** Start of Listed entries **

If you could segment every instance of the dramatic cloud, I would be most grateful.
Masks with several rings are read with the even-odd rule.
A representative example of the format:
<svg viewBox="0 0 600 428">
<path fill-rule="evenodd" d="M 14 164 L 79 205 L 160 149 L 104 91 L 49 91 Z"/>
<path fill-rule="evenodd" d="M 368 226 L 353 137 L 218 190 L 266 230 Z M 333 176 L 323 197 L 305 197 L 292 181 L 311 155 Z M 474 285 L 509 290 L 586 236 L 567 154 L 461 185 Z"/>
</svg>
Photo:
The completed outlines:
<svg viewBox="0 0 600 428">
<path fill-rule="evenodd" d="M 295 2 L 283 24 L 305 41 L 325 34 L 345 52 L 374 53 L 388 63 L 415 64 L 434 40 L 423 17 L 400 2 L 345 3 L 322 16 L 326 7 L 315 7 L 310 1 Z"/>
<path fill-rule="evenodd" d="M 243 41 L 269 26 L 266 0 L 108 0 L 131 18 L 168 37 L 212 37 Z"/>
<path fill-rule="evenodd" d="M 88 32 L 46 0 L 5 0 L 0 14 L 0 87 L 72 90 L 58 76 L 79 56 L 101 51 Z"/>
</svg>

** End of Listed entries **

- _Given task_
Copy the entries word for word, from their first line through the line that contains "295 2 L 283", with both ends included.

- _Completed task_
If you could segment every instance of the dramatic cloud, I would be most grateful.
Masks with several rings are read with the even-odd rule.
A representative example of the format:
<svg viewBox="0 0 600 428">
<path fill-rule="evenodd" d="M 14 164 L 79 205 L 160 149 L 104 91 L 49 91 Z"/>
<path fill-rule="evenodd" d="M 368 226 L 353 137 L 218 190 L 266 230 Z M 333 176 L 323 197 L 305 197 L 292 181 L 311 155 Z M 474 285 L 509 290 L 586 236 L 567 154 L 461 185 Z"/>
</svg>
Photo:
The completed outlines:
<svg viewBox="0 0 600 428">
<path fill-rule="evenodd" d="M 295 2 L 283 24 L 305 41 L 325 34 L 345 52 L 374 53 L 388 63 L 415 64 L 434 40 L 423 17 L 400 2 L 345 3 L 322 16 L 326 7 L 315 7 L 310 1 Z"/>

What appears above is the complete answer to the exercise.